* _TASK GOAL_:
Count the lines in the data below that contain the string "background" with matching case. Reply with that number alone.

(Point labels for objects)

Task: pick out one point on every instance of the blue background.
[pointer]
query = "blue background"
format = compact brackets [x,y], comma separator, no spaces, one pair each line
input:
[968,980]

==

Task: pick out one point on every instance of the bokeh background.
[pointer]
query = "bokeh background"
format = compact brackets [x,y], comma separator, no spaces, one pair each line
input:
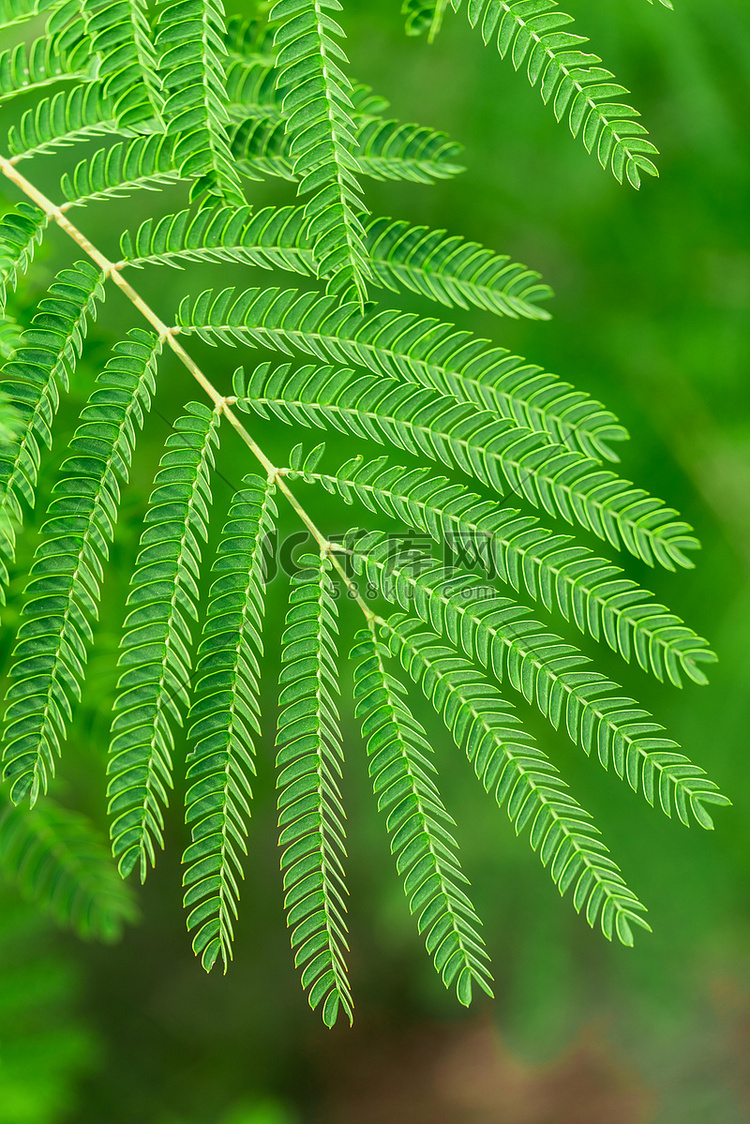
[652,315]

* _RESULT FOR THIS EXERCISE_:
4